Stored data entries
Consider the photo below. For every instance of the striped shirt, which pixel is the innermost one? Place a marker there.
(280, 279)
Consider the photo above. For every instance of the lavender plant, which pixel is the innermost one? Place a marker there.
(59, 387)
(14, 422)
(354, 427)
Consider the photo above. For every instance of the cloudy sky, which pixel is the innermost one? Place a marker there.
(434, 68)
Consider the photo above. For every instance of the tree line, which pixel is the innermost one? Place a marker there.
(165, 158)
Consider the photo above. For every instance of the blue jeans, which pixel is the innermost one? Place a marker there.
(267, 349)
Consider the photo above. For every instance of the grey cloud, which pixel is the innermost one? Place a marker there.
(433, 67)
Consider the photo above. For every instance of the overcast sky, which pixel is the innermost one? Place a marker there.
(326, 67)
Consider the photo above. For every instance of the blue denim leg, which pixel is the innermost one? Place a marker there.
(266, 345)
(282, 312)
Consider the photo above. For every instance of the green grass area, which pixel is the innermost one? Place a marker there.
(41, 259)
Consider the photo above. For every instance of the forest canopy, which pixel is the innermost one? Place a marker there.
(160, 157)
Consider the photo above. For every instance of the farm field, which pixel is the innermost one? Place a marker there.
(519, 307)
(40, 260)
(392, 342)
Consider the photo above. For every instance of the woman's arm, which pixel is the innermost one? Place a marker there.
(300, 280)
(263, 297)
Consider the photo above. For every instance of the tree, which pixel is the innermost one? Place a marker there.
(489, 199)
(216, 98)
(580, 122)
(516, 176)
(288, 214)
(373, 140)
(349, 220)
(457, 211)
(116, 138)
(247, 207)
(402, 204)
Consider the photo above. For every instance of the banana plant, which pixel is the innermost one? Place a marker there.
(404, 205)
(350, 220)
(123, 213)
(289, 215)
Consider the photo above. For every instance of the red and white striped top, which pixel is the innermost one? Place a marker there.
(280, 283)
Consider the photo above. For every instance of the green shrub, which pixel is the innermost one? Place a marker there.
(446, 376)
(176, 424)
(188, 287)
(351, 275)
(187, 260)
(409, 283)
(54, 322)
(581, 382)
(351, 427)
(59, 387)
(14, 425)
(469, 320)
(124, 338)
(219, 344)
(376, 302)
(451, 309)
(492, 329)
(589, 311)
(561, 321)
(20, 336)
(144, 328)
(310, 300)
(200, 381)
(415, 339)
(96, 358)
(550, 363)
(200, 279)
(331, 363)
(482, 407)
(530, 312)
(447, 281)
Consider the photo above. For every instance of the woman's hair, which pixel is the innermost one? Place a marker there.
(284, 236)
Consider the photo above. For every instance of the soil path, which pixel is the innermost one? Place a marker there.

Exercise: Every line of the data above is to be repeated exactly.

Response area:
Consider the photo below. For every instance of the striped shirt, which pixel is the innermost one? Place a marker there.
(280, 279)
Consider the photo above. For every instance of the lavender plant, which pixel is the innermost one? Place a marker there.
(59, 387)
(14, 422)
(354, 427)
Consider the photo above. For every instance of the cloudy sky, which pixel is the innermost one? Place a marker there.
(434, 68)
Consider the photo above. For every instance of the tree line, which pixel is the innermost one? Place a marker there.
(165, 158)
Consider the photo above. For every instance of the blue jeans, which pixel is the innermost one? Place a marker there.
(267, 349)
Consider the photo above. For every instance of the grey cloud, which pixel is the innermost one? Place a marker there.
(433, 67)
Consider the photo above. For every instance of the overcast sky, which pixel is the innermost one? Place a marker there.
(326, 67)
Consider the photo above. For every instance of the blue denim leg, which pixel is the innermost one? Place a marker there.
(266, 345)
(282, 312)
Consider the photo above. For every instance of the green grass area, which pixel is the innermost one? Place a marker there.
(41, 259)
Consider the photo above. For every instance of the forest canopy, which pixel is the innermost one? Place a marker there.
(160, 157)
Consider the photo above. For every instance of the farm field, which pixel is the innermost one? Place a marker there.
(519, 307)
(40, 260)
(392, 342)
Consider the photo above. For every instance of the woman's arm, which pixel is the innermost one? Place a marker there.
(300, 280)
(263, 297)
Consider the photo above. For every instance of the tree, which pixel is the innermost one? Place a marker there.
(489, 199)
(216, 98)
(580, 122)
(516, 176)
(288, 214)
(373, 140)
(349, 220)
(457, 211)
(116, 138)
(247, 207)
(402, 204)
Consider the photo above. For every instance of the banana plant, which pixel is the innermost one? Place a marker there.
(404, 205)
(350, 220)
(123, 213)
(289, 215)
Consider the photo above. For every instance of the red and white striped top, which pixel is the innermost one? Place a marker there.
(280, 283)
Consider the photo above. For every instance of the green shrub, which pixel is the innermost one? Place a marker there.
(446, 376)
(176, 424)
(188, 287)
(351, 275)
(187, 260)
(409, 283)
(54, 322)
(581, 382)
(351, 427)
(59, 387)
(14, 425)
(469, 320)
(124, 338)
(219, 344)
(376, 302)
(451, 309)
(492, 329)
(589, 311)
(561, 321)
(20, 336)
(144, 328)
(310, 300)
(200, 381)
(415, 339)
(96, 358)
(550, 363)
(200, 279)
(331, 363)
(482, 407)
(530, 312)
(447, 281)
Consider the photo above. For every instance of the woman's hair, which pixel is the innermost one? Place a marker there.
(284, 236)
Consider the photo above. For every instance of the soil path, which pixel is the innermost one? Place a marker there.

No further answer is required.